Braving the elements for music

Nearly three-dozen elementary school music teachers braved Friday's snowstorm to gather at the Brewery Arts Center to share ideas. They met through Saturday, singing, playing instruments and listening to music and thoughts about teaching music to children.

The clinic was a small part of the Nevada Music Educators Association All-State Conference held for the first time in Carson City, but near and dear to Carson music teachers Sandra Irvin and Mary Law.

Mary hails from Bismarck, N.D., and has taught at Seeliger Elementary School for 12 years. Bordewich-Bray Elementary School teacher Sandra has worked in Carson City for 13 years.

Sandra hails from Idaho and says she once cleaned Henry Mancini's toilets while waiting for her first school job to start.

"He was sitting on the couch reading the newspaper and I'm so sorry I never walked up to him and told him how much I'd enjoyed his music," she said.

Several of the attendees were in from Reno, despite the weather and Washoe County's decision not to pay them to attend the conference.

"This is a very good turn-out," Mary said. "We've never had an elementary conference in Carson City before. The high school performance groups tend to get the attention. It's hard to get the focus down to the elementary school level."

The conference was a success thanks to help from Popplers Music Publishing of Grand Forks North Dakota and Hal Leonard Publishing Corp., the women said.

Both Seeliger and Bordewich Bray's choirs performed on Saturday.

I knew something was up on Wednesday when I saw teenagers toting musical instruments all over town. Carson City played host to the Nevada Music Educators Association All-State Music Conference this week. These are the competitions for band, choir, jazz band and orchestras. Usually, the conference rotates between Reno, Elko and Las Vegas. But because Reno's meeting space was too pricey for a nonprofit organization, they decided to hold the competition in Carson for the first and hopefully not the last time.

Stanford computer professor Eric Roberts stopped in Carson City this week to visit his parents Jim and Anne Roberts. Eric, a graduate of Carson High School and Harvard, was on his way back to California from Oxford, where he has been teaching.

____

Task prompt: Resume the Carson City column about the music educators' conference, starting right after its final sentence.

Saved data entries
____

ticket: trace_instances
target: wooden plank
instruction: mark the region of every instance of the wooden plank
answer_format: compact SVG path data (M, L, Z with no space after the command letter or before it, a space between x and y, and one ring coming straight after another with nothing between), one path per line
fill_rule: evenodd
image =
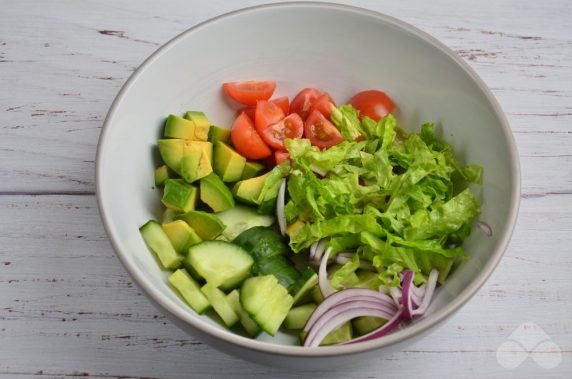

____

Output of the exercise:
I wrote about Eric in March when he was honored by the Association for Computing Machinery's Special Interest Group on Computer Science Education.

I got a chance to talk to Mary McNeill, the soprano who stars as famed 19th century singer Emma Nevada.

Mary is a sixth-generation Nevadan, whose forebears arrived in the state about the same time as Emma.

Her great, great, great-grandfather was Richard Johnson who came west in 1849 during the California Gold Rush and ended up settling in Fallon, according Mary's aunt and the family historian, Lena Covello. Mary's grandmother, Mary Covello-Keifer raised seven children on her own.

Mary attended Sparks High School, where she performed with the "Skyfire," show choir, under the direction of Naunie Gardner. She graduated in 1988.

Mary performs with the Sparks Little Theater, working with her aunt Lena who is the theater's art director. Mary started performing as Emma Nevada last Mother's Day, though she has been practicing for nearly three years.

The 33-year-old Sparks mother of two works for Stetson-Beemer Insurance, attends nursing school and likes to occasionally sing country.

The real Emma Nevada is Austin's most renowned resident, having moved to the central Nevada mining camp in 1864 at the tender age of 5. Emma toured Europe and composers wrote music for her in the last decades of the 19th century. Her 1940 death in England was noted in the New York Times.